**EXCERPT:**
— START —

But you don’t order that last splash of Sauternes because you need it; you order it because it feels nice to linger over something sweet at the end of a satisfying meal. The finale felt like that kind of extra. Especially after a season so ruthlessly focused on a single shift, it was a treat to get to see Syd relax with her dad on her day off, or Tina and her husband giddily discuss her promotion, or even Carmy make an actual joke (!) by pretending to be stuck in the fridge again.
I did have a moment of worry when it seemed like Carmy might be about to pitch a TV show about a talented but troubled young chef, to be called something like, oh I don’t know I’m just spitballing here, The Bear. But he wasn’t! He was just emotionally dumping on a total stranger during an internship interview. If I were that manager, I would not hire this man. But maybe you feel differently. Dan, would you hire this slightly more enlightened version of Carmy?
DANIEL FIENBERG: I was absolutely CERTAIN that Carmy was going to meet with a television network about doing a show called The Bear, and my only question was whether or not John Landgraf would play himself, so I guess I’ll also give the finale some level of credit for not doing that one obvious thing.
Otherwise, I think we’re probably saying the same thing in the opposite way, because I thought the finale was wholly unnecessary and, in its superfluousness, actively irritating. It was one thing after another directed at viewers who should have been capable of making assumptions or imagining. I gained absolutely nothing from being told that Jess and Richie were eventually going to sweetly touch and then hold hands. I gained absolutely nothing from another scene with Luca and Marcus being sincerely appreciative and affectionate, if they weren’t going to kiss, and even then, I didn’t necessarily need that. I gained absolutely nothing from the fact that Bob Odenkirk and Molly Gordon were available to appear in the background of crowd scenes at Eva’s birthday, a bash at which she received an average-looking cake but not what she wanted more than anything in the world: a table even larger than the table they had at her mother’s wedding party.

— END —

**MATERIAL SHOWN:**
— START —

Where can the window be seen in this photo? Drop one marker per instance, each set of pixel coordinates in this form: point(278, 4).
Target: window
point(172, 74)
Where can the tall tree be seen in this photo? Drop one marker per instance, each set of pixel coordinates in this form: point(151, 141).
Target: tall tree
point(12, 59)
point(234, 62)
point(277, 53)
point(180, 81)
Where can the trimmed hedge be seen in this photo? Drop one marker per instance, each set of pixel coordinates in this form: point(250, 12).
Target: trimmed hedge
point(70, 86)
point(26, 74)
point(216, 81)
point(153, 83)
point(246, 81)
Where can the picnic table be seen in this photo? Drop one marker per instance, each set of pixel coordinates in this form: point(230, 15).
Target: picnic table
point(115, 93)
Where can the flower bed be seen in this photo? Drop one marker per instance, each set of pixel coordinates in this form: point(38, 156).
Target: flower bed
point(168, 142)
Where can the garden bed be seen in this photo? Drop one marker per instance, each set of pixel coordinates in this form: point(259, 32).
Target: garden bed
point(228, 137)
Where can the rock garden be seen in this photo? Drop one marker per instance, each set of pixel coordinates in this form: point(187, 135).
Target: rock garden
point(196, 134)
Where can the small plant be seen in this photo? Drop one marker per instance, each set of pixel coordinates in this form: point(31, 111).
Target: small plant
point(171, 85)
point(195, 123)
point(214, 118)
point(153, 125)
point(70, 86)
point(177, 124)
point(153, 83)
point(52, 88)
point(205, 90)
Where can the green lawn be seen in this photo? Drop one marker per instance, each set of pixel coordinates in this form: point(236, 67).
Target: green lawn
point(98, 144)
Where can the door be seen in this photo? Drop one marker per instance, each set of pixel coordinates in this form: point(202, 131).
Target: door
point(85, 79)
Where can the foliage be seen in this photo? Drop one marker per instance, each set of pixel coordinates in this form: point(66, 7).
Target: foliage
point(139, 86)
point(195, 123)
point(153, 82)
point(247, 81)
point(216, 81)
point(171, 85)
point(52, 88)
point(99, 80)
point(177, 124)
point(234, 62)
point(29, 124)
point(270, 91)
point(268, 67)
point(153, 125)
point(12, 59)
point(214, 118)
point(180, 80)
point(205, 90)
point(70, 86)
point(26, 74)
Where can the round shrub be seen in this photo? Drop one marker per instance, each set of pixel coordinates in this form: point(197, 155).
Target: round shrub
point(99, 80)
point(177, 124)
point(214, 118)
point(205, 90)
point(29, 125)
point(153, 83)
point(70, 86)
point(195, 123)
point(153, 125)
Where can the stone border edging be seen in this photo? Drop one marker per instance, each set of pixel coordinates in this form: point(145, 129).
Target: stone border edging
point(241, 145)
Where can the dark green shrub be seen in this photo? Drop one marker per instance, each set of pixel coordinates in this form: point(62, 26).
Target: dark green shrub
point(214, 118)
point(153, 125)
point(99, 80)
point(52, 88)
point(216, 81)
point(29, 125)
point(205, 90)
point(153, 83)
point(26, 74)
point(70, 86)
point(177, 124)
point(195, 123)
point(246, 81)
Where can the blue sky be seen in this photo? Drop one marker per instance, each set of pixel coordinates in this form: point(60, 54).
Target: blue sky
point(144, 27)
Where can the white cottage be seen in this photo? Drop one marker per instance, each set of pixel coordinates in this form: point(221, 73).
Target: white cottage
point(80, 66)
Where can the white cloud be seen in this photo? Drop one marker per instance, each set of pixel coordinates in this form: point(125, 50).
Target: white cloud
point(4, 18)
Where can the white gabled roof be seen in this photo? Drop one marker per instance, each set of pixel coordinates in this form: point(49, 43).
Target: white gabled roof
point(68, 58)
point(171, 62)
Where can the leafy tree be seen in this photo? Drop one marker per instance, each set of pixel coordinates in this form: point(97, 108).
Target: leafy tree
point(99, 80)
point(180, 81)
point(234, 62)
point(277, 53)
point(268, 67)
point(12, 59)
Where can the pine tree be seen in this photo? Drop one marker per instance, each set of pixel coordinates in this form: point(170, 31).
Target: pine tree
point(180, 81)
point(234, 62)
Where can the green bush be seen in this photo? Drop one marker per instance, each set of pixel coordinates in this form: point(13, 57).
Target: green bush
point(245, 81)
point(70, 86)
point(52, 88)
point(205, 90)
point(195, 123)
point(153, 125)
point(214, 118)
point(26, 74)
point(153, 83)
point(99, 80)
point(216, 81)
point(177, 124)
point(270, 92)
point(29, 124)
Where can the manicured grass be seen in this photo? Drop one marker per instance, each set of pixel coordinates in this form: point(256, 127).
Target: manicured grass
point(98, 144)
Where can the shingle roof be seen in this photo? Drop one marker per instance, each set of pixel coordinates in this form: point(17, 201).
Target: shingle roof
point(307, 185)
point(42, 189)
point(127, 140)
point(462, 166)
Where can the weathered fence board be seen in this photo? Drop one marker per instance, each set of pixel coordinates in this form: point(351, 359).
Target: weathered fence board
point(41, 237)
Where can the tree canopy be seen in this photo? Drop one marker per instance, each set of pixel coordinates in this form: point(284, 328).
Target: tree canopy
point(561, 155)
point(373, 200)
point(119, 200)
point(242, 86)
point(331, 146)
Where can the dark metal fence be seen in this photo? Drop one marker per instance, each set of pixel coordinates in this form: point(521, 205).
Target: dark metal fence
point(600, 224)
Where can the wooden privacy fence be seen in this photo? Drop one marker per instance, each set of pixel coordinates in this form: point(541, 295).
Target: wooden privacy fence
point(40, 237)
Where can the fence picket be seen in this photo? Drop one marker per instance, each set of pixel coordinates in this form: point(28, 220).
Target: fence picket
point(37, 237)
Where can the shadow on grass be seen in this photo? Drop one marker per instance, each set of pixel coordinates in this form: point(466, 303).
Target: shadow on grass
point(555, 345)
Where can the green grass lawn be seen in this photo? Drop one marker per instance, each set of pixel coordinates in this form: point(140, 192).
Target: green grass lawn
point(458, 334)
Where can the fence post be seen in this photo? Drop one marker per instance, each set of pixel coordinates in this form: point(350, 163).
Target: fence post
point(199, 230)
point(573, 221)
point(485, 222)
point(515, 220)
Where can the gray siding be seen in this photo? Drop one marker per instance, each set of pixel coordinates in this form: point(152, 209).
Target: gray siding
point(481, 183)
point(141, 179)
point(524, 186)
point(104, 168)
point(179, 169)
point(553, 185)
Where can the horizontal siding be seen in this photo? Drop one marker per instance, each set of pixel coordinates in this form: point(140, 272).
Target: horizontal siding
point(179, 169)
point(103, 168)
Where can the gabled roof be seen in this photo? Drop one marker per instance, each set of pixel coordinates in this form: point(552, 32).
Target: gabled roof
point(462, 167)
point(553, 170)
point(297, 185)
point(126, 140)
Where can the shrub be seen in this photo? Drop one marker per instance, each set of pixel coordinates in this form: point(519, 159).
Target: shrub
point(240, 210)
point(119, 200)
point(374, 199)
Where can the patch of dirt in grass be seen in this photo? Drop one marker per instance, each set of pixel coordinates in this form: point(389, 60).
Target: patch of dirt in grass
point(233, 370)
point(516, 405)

— END —

**GIVEN PROBLEM 1:**
Reproduce the passage from the review of The Bear finale between "I did have a" and "version of Carmy?", inclusive.
**GIVEN PROBLEM 2:**
Extend the review of The Bear finale, starting right after its last sentence.

**RIGHT ANSWER 1:**
I did have a moment of worry when it seemed like Carmy might be about to pitch a TV show about a talented but troubled young chef, to be called something like, oh I don’t know I’m just spitballing here, The Bear. But he wasn’t! He was just emotionally dumping on a total stranger during an internship interview. If I were that manager, I would not hire this man. But maybe you feel differently. Dan, would you hire this slightly more enlightened version of Carmy?

**RIGHT ANSWER 2:**
I actually gained negative things from learning that Carmy’s long-avoided call was from the distributor of Michelin stars, revealing that The Bear didn’t receive one star…it received TWO, which gave Carmy and Sydney an excuse to hug, even if the lesson I took away from the first four seasons was that investing in frivolous things like stars and reviews was a path toward madness and away from artistry.
Actually, if I took anything from the first four seasons, it was that The Bear was special because what started off as a family restaurant for the literal Berzatto family evolved into a restaurant where everybody was family. Short of a bizarre cameo from Don Draper in comical old-age makeup pitching Uncle Jimmy on the tag line “When you’re here…you’re family,” the point couldn’t have been made more broadly and obviously.
Did the finale give you anything you required after the seventh episode? Did Ebra’s “As you wish” to Albert on the phone count as a sufficient acknowledgement of the departed Rob Reiner? Did you think Richie deserved the closing pre-cake divvying piece of the finale? Was this Richie’s story for you?
HAN: Personally, I was less baffled by Richie’s anxiety about flying to Japan than I was by why he decided what his daughter wants for her birthday is a party at his job, attended by all his coworkers. Just because the Bears are “family” in the Olive Garden sense doesn’t mean it’s fun for a kid to tiptoe around expensively breakable plates when she could be burning off her sugar high in a park or a roller rink instead.
I do think it would have made more sense to close on Syd, as The Bear has been in large part the story of Carmy passing the torch to her — and particularly since this has been such an excellent season for Ayo Edebiri, whose expressive face allows us to feel every single blow the character endures over the course of the shift from hell. But it’s been a persistent flaw of the show that it’s never seemed quite as interested in Syd’s internal journey as it has in Carmy and Richie’s struggle to get out from under the weight of their Mikey-related trauma and self-loathing.
That part, I won’t miss. I’m happy for Carmy that he and the rest of the Berzattos and Berzatto-adjacents seem to be in a healthier place than they were in season one. But the well of his angst had run dry some time ago, and I’m pleased to be done tapping it. Actually, as I think of it, I don’t think there’s much more I want out of The Bear in general. I have no interest in further excavating Nat’s complicated relationship with Donna, or Richie’s with Mikey, or anything involving anyone with the last name “Fak.”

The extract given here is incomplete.